Painting by Daniel Maclise

Robin Hood and His Merry Men Entertaining Richard the Lionheart in Sherwood Forest is an 1839 history painting by the Irish artist Daniel Maclise, reflecting the style of the Romantic movement. It shows the former outlaw Robin Hood and his band of Merry Men hosting the rightful king Richard I at his hideout in Sherwood Forest. The king and his entourage are dressed as crusaders, having recently returned from fighting in the Holy Land. Behind them the festivities are in full swing with an archery completion taking place. Little John is on the left, carrying a hunted animal across his shoulders. Nearby Friar Tuck has slumped sleepily against a tree, with a large pie in front of him.

The painting was based on a scene from the 1819 novel Ivanhoe by the Scottish writer Walter Scott. It was displayed at the Royal Academy Exhibition of 1839 at the National Gallery in London. Today the work is in the collection of Nottingham Castle, having been acquired in 1984.

==Bibliography==
- DeGategno, Paul. Ivanhoe: The Mask of Chivalry. Twayne, 1994
- Gordon, Catherine May. British Paintings of Subjects from the English Novel, 1740-1870. Garland, 1988.
- Murray, Peter. Daniel Maclise, 1806-1870: Romancing the Past. Crawford Art Gallery, 2008.
- Weston, Nancy. Daniel Maclise: Irish Artist in Victorian London. Four Courts Press, 2009.

» Data provided
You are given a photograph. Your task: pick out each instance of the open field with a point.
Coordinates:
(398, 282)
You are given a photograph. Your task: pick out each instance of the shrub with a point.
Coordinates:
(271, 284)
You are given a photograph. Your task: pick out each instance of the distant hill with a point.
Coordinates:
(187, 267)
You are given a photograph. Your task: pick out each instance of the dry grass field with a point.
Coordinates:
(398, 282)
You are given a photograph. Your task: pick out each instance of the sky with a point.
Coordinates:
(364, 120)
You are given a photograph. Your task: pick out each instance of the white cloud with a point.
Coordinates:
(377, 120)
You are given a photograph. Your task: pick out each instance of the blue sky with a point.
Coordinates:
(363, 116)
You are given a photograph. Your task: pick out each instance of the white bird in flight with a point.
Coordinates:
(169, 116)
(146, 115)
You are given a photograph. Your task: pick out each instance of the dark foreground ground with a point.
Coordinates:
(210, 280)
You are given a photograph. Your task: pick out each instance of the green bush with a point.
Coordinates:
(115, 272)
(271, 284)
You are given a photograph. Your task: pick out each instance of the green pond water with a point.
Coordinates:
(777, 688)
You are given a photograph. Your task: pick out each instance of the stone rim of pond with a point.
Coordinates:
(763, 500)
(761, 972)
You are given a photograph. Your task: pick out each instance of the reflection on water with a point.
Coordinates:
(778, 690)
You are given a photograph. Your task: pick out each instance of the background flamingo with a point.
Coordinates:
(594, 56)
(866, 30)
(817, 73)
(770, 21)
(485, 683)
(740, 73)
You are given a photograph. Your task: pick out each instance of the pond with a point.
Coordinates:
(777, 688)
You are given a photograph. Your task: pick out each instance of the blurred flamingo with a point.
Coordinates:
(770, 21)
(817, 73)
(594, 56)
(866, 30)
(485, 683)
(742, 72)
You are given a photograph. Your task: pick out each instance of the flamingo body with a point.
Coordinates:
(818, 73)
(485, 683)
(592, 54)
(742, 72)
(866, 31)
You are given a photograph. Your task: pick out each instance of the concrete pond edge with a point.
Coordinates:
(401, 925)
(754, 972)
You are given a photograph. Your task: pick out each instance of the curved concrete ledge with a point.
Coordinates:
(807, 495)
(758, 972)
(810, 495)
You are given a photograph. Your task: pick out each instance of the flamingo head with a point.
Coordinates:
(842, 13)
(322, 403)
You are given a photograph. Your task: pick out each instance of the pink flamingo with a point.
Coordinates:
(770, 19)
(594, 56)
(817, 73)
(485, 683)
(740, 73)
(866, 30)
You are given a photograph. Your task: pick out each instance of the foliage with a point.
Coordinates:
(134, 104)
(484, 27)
==
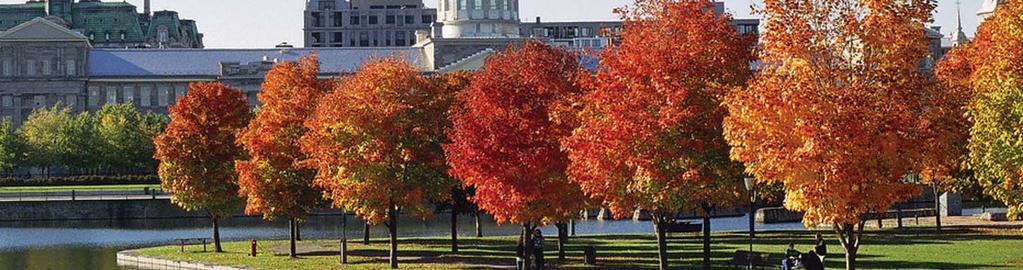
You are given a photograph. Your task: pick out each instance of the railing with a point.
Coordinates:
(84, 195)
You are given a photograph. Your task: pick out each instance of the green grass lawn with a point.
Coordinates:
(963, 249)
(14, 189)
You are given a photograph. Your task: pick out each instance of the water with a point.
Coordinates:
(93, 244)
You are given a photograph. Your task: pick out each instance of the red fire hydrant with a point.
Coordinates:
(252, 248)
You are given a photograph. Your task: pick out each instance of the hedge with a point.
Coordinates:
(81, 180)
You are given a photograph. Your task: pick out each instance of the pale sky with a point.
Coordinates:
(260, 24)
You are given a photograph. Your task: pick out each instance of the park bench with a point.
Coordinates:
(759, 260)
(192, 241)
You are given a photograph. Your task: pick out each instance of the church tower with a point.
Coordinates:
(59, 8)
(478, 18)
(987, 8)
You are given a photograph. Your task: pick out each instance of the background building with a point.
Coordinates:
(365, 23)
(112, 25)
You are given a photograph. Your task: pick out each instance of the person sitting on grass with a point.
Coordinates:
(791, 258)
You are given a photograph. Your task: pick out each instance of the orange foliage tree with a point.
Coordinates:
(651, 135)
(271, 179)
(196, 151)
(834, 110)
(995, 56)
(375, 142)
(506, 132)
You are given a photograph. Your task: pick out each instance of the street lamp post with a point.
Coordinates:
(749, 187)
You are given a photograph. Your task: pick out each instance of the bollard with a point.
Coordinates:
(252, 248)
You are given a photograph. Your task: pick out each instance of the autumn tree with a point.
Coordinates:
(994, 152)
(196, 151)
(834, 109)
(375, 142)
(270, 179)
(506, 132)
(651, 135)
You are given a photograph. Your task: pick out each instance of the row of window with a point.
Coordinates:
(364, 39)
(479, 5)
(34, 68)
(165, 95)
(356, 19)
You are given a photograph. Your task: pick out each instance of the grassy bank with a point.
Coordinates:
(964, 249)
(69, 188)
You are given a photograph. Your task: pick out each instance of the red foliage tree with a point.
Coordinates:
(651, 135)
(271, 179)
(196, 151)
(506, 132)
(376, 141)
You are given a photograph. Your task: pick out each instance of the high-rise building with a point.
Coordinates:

» What is expected
Using the article on the Maclise painting, answer the following:
1. What is Little John carrying, and how?
2. At which exhibition and venue was the painting displayed?
3. In what year was the work acquired by its current holder?

» Response for this exercise
1. A hunted animal, across his shoulders.
2. The Royal Academy Exhibition of 1839, at the National Gallery in London.
3. 1984.